Goal of the exercise
Could you reproduce every record below exactly as written?

Provided records
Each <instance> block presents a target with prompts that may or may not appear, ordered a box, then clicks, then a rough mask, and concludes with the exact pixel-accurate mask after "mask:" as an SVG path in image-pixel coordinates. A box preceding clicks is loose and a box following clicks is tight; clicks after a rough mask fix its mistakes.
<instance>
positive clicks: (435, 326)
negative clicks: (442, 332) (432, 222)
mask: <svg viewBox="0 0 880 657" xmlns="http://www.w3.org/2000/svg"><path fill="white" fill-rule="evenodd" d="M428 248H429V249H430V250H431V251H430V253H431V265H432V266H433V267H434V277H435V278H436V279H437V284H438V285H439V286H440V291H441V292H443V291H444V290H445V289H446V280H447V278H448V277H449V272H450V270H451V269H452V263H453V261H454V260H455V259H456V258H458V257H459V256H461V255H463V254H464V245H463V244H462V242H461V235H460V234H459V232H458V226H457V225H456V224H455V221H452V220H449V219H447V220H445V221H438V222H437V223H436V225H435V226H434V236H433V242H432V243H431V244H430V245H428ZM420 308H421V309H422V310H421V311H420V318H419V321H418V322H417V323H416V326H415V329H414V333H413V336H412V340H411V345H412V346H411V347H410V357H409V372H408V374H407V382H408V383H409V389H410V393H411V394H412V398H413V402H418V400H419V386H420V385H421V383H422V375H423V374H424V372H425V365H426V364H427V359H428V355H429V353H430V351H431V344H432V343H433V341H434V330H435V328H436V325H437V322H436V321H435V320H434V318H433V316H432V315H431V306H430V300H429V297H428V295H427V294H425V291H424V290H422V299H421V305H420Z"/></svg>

Answer to this exercise
Each <instance> block presents a target with prompts that may or may not appear, ordered a box, then clicks, then a rough mask, and concludes with the exact pixel-accurate mask after "mask:" as an SVG path in image-pixel coordinates. A box preceding clicks is loose and a box following clicks is tight; clicks after a rough mask fix its mistakes.
<instance>
positive clicks: (435, 326)
negative clicks: (442, 332) (432, 222)
mask: <svg viewBox="0 0 880 657" xmlns="http://www.w3.org/2000/svg"><path fill="white" fill-rule="evenodd" d="M428 248H429V249H430V250H431V251H430V253H431V265H432V266H433V267H434V277H435V278H436V279H437V284H438V285H439V286H440V291H441V292H443V291H444V290H445V289H446V280H447V278H448V277H449V272H450V270H451V269H452V263H453V261H454V260H455V259H456V258H458V257H459V256H461V255H463V254H464V245H463V244H462V242H461V235H460V234H459V232H458V226H457V225H456V224H455V221H452V220H449V219H447V220H445V221H438V222H437V223H436V225H435V226H434V236H433V242H432V243H431V244H430V245H428ZM420 308H421V309H422V310H421V311H420V318H419V321H418V322H417V323H416V326H415V329H414V333H413V336H412V340H411V345H412V346H411V347H410V357H409V372H408V374H407V382H408V383H409V389H410V393H411V394H412V398H413V402H418V400H419V386H420V385H421V383H422V375H423V374H424V372H425V365H426V364H427V359H428V355H429V353H430V351H431V344H432V343H433V341H434V330H435V328H436V325H437V322H436V321H435V320H434V318H433V316H432V315H431V306H430V300H429V297H428V295H427V294H425V291H424V290H422V299H421V305H420Z"/></svg>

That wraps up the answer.